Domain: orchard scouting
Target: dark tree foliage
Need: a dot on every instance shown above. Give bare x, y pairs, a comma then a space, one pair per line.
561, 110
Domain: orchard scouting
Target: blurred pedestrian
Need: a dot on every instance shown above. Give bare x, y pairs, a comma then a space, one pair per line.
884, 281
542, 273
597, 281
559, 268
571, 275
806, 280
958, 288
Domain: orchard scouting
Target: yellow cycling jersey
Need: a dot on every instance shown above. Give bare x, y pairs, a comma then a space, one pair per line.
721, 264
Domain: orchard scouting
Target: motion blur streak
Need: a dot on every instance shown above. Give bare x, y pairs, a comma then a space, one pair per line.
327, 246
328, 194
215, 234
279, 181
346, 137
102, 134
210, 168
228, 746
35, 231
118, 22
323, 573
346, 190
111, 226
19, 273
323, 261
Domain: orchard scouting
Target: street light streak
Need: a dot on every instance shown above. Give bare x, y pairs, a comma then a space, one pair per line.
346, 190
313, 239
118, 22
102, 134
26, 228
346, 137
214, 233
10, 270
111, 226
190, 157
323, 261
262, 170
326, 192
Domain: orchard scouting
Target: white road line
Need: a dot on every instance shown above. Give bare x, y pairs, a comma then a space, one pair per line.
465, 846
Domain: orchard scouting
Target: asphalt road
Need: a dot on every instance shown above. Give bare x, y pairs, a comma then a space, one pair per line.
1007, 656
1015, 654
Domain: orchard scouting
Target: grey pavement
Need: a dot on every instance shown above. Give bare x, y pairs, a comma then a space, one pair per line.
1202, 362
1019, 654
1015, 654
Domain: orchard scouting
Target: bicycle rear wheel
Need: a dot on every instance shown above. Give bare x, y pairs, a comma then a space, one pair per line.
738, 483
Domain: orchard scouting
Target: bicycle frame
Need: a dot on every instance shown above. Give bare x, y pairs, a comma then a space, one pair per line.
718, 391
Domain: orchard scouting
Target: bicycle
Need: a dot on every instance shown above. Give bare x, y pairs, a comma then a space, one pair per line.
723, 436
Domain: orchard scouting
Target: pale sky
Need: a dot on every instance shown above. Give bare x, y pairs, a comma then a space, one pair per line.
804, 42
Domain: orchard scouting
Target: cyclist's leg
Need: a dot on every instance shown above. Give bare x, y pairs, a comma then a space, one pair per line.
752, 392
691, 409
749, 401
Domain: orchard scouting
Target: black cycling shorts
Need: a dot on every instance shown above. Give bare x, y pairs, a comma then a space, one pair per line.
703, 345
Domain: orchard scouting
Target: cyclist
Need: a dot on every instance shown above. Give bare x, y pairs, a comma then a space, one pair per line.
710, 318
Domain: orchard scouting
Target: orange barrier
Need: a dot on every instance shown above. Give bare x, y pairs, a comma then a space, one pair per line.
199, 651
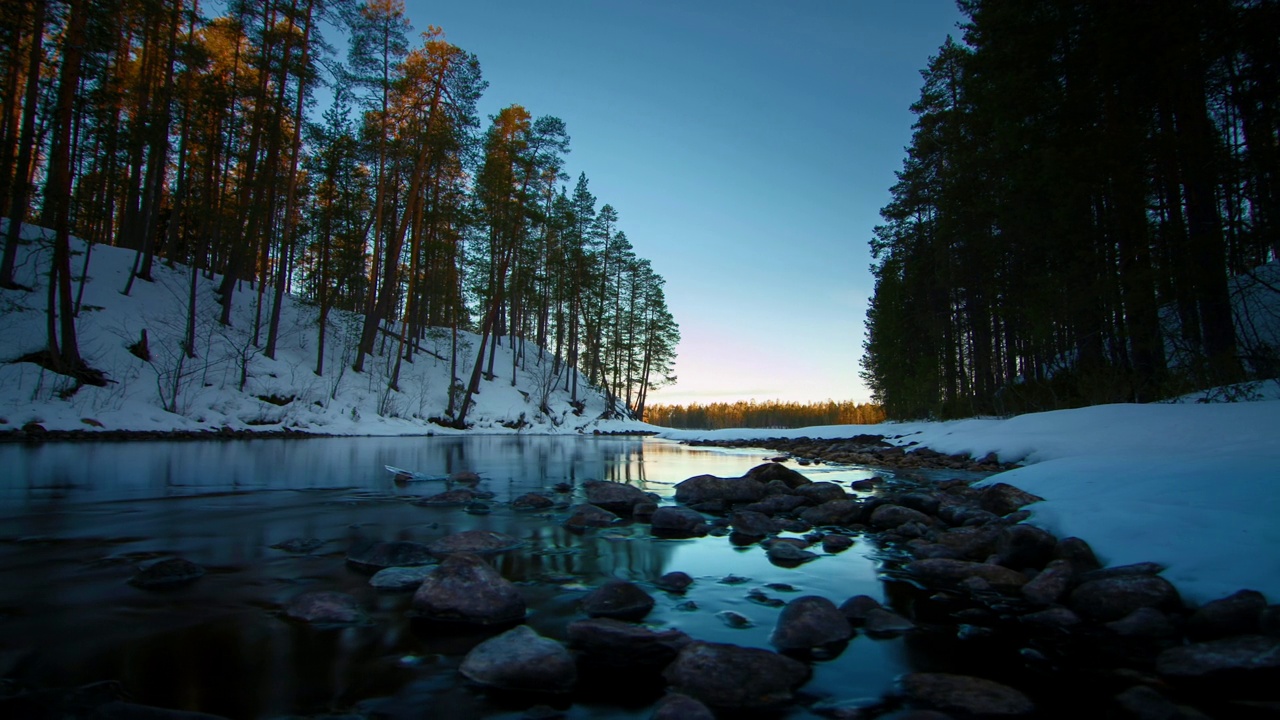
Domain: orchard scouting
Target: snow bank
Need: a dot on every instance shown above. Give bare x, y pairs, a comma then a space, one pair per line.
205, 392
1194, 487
..........
**ABOUT THIS EXERCISE**
Every record above must be repeated exactly, with the pictures dropped.

**ANSWER TO THIS EXERCISE**
Domain: orchard scouting
Target: dark tree foliage
Need: a dot on every instance shown above. Give bare x, y pairs, a comma then a space, one pair per line.
561, 110
Domain: orchard scouting
Target: blurred pedestrian
Need: a dot on every instance shown above. Give bare x, y pairs, a comma then a space, one pair per line.
884, 281
542, 273
597, 281
559, 268
571, 275
806, 280
958, 288
Domain: orchard scouting
Target: yellow cycling jersey
Need: a dot on every instance shown above. Give bare x, y pairs, a comma then a space, one pair per line.
721, 264
Domain: orchard scouting
Target: motion blur streak
Need: a dot on every instance shown above. Give bare x, y pairs, a comma then a space, one pair per line.
327, 246
328, 194
215, 234
279, 181
346, 137
102, 134
210, 168
228, 746
35, 231
118, 22
323, 573
346, 190
111, 226
19, 273
323, 261
Domain: orchard scouting
Target: street light streak
Need: a dot on every instance shown above. Give bare x, y pairs, a comma then a space, one pair per line.
346, 190
313, 239
118, 22
102, 134
26, 228
346, 137
214, 233
10, 270
111, 226
190, 157
323, 261
262, 170
326, 192
Domain: orchard scouting
Target: white road line
Need: a dot on every instance shown above. Give bare x, y pairs, a comma then a space, one pair per line.
465, 846
Domain: orchard scouting
Target: asphalt road
Need: a dot on every instance shown above. Give bare x, y pairs, a comma then a space, one pair per line.
1007, 656
1015, 654
Domain: orchard scouting
Target: grey pavement
Need: a dot on every instance shown above. Give bare x, y pairs, a comma then a space, one pair per line.
1202, 362
1019, 654
1015, 654
Domain: orchard scouting
Target: bicycle rear wheel
Need: a dot on every instance shown above. Give bare x, y pairs, a comma then a space, one pair per line.
738, 483
Domain: orchard scouting
Target: bicycle frame
Need: a dot on every instance shown above. Give bare x, y pairs, a comma then a space, one pair per line.
718, 391
Domain: orchard scouting
Target: bicycle
Need: a dot on every instance shown above. Give bare x, y pairs, a comma then a space, one pair per line.
723, 436
Domain: orchard scouting
Target: pale sky
Need: a dot on every instance shown above. Give bare x, y pairs, a comma then a space, one pair per line.
804, 42
Domain: orchard scouting
Target: cyclist's leg
Need: a dot on every instance shown above. Give bare x, y pairs, a comma then a space, one pair per line.
752, 392
691, 409
749, 401
Domain: orchard scouting
Target: black cycling shorts
Need: a dot on every instance shown above. Give bare x, y pairs, a comma then a space, one pair per line.
703, 345
Domain: orchard scouting
Target: cyclist
Need: a dot on every instance shown above. Give bare x, y pairs, a comma then a space, one pair per line.
710, 318
Domain: orchard scouting
Target: orange barrier
Need: a dot on every instance shown above. Give bare x, y pairs, a comma then a space, one pair per line.
199, 651
Domain: orchard scouting
Target: snow bank
Need: a dot on every instance shown above. Give bare x, y pairs, a comma then a space, one pair per line.
205, 392
1194, 487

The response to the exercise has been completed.